[Entries from a dataset]

________________________________________

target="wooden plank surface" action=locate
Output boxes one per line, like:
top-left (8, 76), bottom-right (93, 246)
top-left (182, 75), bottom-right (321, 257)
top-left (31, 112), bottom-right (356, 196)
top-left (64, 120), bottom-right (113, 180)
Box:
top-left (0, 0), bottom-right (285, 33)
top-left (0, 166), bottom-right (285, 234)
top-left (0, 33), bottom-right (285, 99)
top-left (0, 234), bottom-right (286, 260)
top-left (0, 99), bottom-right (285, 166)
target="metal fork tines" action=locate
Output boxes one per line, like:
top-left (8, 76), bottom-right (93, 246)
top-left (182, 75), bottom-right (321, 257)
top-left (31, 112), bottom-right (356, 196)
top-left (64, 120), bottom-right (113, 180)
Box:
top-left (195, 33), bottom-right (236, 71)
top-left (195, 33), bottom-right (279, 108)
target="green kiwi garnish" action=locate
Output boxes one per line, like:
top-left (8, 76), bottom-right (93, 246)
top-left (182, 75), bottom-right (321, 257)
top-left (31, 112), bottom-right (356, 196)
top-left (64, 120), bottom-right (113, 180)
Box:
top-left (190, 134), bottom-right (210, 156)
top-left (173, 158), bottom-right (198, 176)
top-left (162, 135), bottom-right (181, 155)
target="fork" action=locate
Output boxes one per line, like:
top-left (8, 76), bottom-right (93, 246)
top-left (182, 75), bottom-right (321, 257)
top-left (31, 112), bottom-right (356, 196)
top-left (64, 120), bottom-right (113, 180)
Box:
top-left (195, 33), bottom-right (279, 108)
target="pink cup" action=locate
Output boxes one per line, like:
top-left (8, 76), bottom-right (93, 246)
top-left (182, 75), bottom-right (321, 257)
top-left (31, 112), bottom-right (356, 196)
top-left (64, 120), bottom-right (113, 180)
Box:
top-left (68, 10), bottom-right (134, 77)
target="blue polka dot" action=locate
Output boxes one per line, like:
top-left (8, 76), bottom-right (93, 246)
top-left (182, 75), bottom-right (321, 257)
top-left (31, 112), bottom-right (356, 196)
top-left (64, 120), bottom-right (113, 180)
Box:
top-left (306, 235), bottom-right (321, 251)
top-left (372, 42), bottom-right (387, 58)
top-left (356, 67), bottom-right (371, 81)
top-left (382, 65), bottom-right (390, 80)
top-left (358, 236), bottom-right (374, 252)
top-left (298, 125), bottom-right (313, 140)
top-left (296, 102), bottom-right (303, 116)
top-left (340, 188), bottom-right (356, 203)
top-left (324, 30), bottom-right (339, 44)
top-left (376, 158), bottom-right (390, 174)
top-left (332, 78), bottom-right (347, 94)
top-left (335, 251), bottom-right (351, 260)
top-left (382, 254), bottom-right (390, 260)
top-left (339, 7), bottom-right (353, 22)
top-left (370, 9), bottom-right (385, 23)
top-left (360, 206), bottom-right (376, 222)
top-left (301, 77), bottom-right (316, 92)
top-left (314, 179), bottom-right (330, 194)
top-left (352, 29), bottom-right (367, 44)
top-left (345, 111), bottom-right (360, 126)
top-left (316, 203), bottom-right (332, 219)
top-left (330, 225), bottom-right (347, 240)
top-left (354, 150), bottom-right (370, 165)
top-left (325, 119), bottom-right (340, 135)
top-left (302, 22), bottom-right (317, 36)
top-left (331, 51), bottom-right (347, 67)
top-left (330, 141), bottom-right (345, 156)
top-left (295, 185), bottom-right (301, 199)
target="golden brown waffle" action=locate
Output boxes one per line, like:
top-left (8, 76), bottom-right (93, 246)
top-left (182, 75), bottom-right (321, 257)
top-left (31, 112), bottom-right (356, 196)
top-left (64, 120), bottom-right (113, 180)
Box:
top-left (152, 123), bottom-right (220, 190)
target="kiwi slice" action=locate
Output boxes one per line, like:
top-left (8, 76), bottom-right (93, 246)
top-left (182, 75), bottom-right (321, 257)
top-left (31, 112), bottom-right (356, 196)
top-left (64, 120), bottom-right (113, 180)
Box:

________________________________________

[YOUR GOAL] Please rewrite every entry above with "one per line" replaced by "each on its own line", keeping everything else the same.

[RESPONSE FOR THIS EXERCISE]
target="wooden plank surface" action=locate
Output boxes each on its own line, like:
top-left (8, 76), bottom-right (93, 246)
top-left (182, 75), bottom-right (321, 257)
top-left (31, 112), bottom-right (356, 196)
top-left (64, 120), bottom-right (113, 180)
Box:
top-left (0, 0), bottom-right (285, 33)
top-left (0, 166), bottom-right (285, 234)
top-left (0, 33), bottom-right (285, 99)
top-left (0, 234), bottom-right (286, 260)
top-left (0, 99), bottom-right (285, 166)
target="metal fork tines" action=locate
Output boxes each on its own line, like:
top-left (8, 76), bottom-right (93, 246)
top-left (182, 75), bottom-right (321, 257)
top-left (31, 112), bottom-right (356, 196)
top-left (64, 120), bottom-right (113, 180)
Box:
top-left (195, 33), bottom-right (236, 71)
top-left (195, 33), bottom-right (279, 108)
target="green kiwi garnish" action=locate
Output boxes each on its own line, like:
top-left (8, 76), bottom-right (93, 246)
top-left (182, 75), bottom-right (321, 257)
top-left (31, 112), bottom-right (356, 196)
top-left (64, 120), bottom-right (113, 180)
Box:
top-left (190, 134), bottom-right (210, 156)
top-left (173, 158), bottom-right (198, 176)
top-left (162, 135), bottom-right (181, 155)
target="fork" action=locate
Output boxes each on its own line, like:
top-left (8, 76), bottom-right (93, 246)
top-left (182, 75), bottom-right (321, 257)
top-left (31, 112), bottom-right (356, 196)
top-left (64, 120), bottom-right (113, 180)
Box:
top-left (195, 33), bottom-right (279, 108)
target="pink cup" action=locate
Output boxes each on its own line, like:
top-left (8, 76), bottom-right (93, 246)
top-left (182, 75), bottom-right (321, 257)
top-left (31, 112), bottom-right (356, 196)
top-left (64, 120), bottom-right (113, 180)
Box:
top-left (68, 10), bottom-right (134, 77)
target="blue polka dot" action=locate
Output boxes each on its own line, like:
top-left (8, 76), bottom-right (93, 246)
top-left (182, 75), bottom-right (321, 257)
top-left (31, 112), bottom-right (356, 196)
top-left (64, 120), bottom-right (113, 180)
Box:
top-left (306, 235), bottom-right (321, 251)
top-left (372, 42), bottom-right (387, 58)
top-left (356, 67), bottom-right (371, 81)
top-left (382, 65), bottom-right (390, 80)
top-left (358, 236), bottom-right (374, 252)
top-left (298, 125), bottom-right (313, 140)
top-left (296, 102), bottom-right (303, 116)
top-left (340, 188), bottom-right (356, 203)
top-left (324, 30), bottom-right (339, 44)
top-left (376, 158), bottom-right (390, 174)
top-left (332, 78), bottom-right (347, 94)
top-left (335, 251), bottom-right (351, 260)
top-left (382, 254), bottom-right (390, 260)
top-left (339, 7), bottom-right (353, 22)
top-left (370, 9), bottom-right (385, 23)
top-left (360, 206), bottom-right (376, 222)
top-left (301, 77), bottom-right (316, 92)
top-left (314, 179), bottom-right (330, 194)
top-left (352, 29), bottom-right (367, 44)
top-left (345, 111), bottom-right (360, 126)
top-left (316, 203), bottom-right (332, 219)
top-left (330, 225), bottom-right (347, 240)
top-left (354, 150), bottom-right (370, 165)
top-left (325, 119), bottom-right (340, 135)
top-left (302, 22), bottom-right (317, 36)
top-left (331, 51), bottom-right (347, 67)
top-left (330, 141), bottom-right (345, 156)
top-left (295, 185), bottom-right (301, 199)
target="golden brown waffle" action=locate
Output boxes each on its own line, like:
top-left (8, 76), bottom-right (93, 246)
top-left (182, 75), bottom-right (321, 257)
top-left (31, 112), bottom-right (356, 196)
top-left (64, 120), bottom-right (113, 180)
Box:
top-left (152, 123), bottom-right (220, 190)
target="kiwi slice" action=locate
Output boxes each on its own line, like:
top-left (8, 76), bottom-right (93, 246)
top-left (182, 75), bottom-right (321, 257)
top-left (31, 112), bottom-right (356, 196)
top-left (64, 120), bottom-right (113, 180)
Box:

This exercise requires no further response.